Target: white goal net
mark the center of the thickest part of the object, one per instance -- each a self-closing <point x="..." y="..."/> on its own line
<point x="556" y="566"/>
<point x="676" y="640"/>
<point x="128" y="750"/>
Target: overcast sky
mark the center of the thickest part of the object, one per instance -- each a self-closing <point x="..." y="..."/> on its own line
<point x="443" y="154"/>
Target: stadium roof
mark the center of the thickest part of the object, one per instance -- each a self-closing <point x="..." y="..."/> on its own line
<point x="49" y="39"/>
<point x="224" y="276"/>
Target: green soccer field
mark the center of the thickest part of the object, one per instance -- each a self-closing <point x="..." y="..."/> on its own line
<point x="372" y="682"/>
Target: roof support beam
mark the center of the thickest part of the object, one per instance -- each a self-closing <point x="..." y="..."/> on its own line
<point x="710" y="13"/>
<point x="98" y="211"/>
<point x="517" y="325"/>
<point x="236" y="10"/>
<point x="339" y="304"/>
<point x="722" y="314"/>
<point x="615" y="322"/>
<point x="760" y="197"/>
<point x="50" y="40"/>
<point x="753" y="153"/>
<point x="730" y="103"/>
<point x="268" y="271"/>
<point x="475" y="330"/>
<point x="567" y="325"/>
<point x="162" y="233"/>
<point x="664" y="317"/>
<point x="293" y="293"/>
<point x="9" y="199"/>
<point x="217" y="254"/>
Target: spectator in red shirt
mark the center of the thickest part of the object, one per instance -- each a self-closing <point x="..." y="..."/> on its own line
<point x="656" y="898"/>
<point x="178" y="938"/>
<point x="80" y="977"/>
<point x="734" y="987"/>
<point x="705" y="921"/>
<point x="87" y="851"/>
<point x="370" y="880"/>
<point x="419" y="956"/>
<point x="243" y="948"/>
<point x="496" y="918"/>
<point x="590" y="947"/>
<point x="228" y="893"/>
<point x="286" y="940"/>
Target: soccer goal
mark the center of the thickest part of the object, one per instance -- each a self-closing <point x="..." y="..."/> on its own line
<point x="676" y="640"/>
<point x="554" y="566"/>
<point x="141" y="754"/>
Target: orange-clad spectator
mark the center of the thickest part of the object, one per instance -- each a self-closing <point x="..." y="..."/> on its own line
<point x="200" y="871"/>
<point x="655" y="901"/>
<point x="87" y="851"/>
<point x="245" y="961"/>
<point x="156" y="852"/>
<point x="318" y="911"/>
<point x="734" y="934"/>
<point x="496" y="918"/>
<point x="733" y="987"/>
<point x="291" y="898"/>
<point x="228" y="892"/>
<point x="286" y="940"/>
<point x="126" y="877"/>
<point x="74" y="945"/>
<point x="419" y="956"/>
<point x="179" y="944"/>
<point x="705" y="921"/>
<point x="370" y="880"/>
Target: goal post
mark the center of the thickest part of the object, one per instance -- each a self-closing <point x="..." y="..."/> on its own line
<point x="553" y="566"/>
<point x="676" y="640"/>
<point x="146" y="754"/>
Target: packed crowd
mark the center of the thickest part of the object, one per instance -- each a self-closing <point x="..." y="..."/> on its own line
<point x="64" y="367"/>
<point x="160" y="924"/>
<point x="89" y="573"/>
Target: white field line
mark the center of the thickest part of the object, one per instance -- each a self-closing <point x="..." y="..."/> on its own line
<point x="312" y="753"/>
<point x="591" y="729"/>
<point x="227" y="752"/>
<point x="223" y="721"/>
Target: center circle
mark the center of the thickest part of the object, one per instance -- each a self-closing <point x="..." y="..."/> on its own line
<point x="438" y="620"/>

★ ★ ★ ★ ★ ★ ★

Update the listing from the line containing "Target: packed crowd" through the end of the listing, both included, by replacing "thickest" with "widest" and leaving everything else unchanged. Return only those lines.

# Task output
Target: packed crowd
mark the center of the widest part of the object, one per instance -- each a self-closing <point x="..." y="..."/> on its own line
<point x="64" y="367"/>
<point x="160" y="924"/>
<point x="89" y="573"/>
Target: white field line
mark the center of the widest part of the object, one per instance -- each a self-closing <point x="..." y="..."/> on its own line
<point x="312" y="753"/>
<point x="591" y="729"/>
<point x="227" y="752"/>
<point x="223" y="721"/>
Target: center circle
mark the center of the widest part of the object, one per instance -- each a self-closing <point x="..." y="..."/> on its own line
<point x="438" y="620"/>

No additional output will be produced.